*Items listed in a dataset*.
-*-*-

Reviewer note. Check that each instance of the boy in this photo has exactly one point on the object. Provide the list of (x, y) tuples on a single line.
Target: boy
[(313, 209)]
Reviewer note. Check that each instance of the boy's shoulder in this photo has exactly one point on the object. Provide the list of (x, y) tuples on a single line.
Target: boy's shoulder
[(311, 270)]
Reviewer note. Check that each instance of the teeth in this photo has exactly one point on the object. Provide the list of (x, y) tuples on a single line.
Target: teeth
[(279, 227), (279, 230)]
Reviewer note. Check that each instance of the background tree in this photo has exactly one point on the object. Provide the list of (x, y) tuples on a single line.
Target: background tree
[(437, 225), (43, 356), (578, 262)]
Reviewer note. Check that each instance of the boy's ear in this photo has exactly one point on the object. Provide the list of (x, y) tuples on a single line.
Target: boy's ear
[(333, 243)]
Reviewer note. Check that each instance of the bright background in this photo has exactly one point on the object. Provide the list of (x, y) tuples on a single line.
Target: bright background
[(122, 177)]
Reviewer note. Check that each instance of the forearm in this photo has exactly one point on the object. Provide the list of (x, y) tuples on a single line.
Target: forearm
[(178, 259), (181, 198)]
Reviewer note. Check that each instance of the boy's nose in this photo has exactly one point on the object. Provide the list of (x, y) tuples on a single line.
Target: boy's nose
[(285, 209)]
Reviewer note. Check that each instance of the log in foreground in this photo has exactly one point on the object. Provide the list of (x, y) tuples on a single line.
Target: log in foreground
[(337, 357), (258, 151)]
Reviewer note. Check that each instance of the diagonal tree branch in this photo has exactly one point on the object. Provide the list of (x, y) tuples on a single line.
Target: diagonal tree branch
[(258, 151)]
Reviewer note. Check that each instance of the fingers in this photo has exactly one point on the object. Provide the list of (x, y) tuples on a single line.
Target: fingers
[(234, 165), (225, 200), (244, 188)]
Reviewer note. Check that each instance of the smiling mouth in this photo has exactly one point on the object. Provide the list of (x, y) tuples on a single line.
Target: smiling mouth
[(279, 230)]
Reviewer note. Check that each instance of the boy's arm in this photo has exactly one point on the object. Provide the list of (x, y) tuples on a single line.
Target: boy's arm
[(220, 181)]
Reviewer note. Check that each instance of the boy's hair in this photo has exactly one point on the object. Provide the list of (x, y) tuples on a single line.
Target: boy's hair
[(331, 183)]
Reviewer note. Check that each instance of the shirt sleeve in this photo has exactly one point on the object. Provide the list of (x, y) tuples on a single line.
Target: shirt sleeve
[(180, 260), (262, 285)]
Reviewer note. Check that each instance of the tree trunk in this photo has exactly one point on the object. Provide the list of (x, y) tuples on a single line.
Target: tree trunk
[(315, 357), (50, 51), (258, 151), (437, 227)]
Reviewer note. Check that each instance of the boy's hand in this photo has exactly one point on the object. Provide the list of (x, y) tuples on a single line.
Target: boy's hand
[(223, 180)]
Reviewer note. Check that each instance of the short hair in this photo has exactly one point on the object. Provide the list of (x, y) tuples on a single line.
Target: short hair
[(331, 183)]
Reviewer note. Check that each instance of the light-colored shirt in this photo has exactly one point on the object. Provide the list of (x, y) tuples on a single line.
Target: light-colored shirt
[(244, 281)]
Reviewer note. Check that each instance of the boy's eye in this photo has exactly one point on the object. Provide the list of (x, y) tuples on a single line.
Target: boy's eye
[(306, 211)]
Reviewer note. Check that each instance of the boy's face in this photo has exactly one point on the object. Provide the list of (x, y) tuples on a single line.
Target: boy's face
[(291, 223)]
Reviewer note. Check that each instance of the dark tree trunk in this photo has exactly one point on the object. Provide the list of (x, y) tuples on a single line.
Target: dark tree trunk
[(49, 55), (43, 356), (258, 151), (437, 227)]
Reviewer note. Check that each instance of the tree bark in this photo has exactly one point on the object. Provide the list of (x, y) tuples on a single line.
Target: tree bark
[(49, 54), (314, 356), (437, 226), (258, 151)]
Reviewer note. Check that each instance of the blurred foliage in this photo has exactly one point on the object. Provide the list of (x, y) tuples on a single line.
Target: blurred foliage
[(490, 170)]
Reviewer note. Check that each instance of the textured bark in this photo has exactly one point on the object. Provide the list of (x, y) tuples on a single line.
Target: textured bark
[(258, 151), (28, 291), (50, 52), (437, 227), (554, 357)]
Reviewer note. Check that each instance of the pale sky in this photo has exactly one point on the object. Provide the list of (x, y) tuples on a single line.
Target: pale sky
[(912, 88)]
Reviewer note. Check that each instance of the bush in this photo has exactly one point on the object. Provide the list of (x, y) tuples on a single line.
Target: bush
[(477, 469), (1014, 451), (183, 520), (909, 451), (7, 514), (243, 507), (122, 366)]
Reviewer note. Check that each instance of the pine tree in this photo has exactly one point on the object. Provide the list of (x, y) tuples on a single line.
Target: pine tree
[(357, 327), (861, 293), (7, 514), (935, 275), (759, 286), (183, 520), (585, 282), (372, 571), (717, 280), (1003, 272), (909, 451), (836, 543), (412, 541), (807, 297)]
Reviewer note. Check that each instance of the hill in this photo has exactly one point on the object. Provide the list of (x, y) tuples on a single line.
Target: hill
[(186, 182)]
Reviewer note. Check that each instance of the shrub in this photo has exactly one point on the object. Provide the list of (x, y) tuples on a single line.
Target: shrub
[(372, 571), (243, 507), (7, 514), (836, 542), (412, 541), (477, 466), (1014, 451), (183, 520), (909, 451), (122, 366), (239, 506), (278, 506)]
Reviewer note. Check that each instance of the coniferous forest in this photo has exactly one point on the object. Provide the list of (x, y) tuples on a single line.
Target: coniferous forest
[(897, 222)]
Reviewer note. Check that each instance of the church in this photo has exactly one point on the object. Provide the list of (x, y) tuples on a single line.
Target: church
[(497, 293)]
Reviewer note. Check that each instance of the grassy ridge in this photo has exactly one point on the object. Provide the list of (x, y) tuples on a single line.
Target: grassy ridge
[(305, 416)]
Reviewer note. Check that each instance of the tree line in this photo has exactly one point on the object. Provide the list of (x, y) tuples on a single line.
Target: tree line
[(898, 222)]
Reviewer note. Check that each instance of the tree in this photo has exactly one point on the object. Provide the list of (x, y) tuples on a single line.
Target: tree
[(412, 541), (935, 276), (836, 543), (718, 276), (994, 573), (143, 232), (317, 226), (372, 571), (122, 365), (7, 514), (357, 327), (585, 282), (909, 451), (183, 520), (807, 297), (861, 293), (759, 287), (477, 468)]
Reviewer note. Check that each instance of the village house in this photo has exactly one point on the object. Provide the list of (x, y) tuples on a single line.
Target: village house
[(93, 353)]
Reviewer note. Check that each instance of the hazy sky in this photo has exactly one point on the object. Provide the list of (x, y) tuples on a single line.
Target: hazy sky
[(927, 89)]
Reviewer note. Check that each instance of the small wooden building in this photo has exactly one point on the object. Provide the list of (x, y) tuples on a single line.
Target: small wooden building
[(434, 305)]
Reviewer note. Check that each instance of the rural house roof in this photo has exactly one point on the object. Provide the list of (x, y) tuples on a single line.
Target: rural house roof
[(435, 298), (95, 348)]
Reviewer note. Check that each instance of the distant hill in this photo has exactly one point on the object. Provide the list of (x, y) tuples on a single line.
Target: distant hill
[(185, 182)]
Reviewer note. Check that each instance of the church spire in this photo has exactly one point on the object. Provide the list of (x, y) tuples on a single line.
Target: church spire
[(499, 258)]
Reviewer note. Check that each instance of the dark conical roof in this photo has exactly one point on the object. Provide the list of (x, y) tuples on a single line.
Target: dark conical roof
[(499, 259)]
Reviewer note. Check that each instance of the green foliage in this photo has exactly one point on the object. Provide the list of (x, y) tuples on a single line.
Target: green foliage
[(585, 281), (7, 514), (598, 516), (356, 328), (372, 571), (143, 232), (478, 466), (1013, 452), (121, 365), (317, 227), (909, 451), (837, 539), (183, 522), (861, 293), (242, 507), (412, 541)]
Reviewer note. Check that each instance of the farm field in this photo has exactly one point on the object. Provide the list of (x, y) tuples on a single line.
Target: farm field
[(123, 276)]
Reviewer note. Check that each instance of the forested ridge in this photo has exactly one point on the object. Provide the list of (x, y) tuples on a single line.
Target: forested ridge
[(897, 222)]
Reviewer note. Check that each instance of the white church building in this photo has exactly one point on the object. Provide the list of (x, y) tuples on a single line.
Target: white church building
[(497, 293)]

-*-*-

*Your goal*.
Please give again the lines above between the line holding "Reviewer note. Check that each instance of the log" and the line holding "Reviewer note. Check that each instance of the fingers", inclusive, exactly as they are and with nothing added.

*Final answer*.
Reviewer note. Check that each instance of the log in foreground in this photo has exactly one point on the object. Provide the list of (x, y) tuples on a single line.
Target: log in foreground
[(337, 357), (258, 151)]
Reviewer note. Check that each instance of the diagonal tree branch in this photo has exactly one point on the object. Provide the list of (x, y) tuples on a single line.
Target: diagonal tree branch
[(258, 151)]
Reviewer note. Check that each instance of the fingers in this photo has exactly one point on the object. Provide the list of (x, y) tuples on a single line.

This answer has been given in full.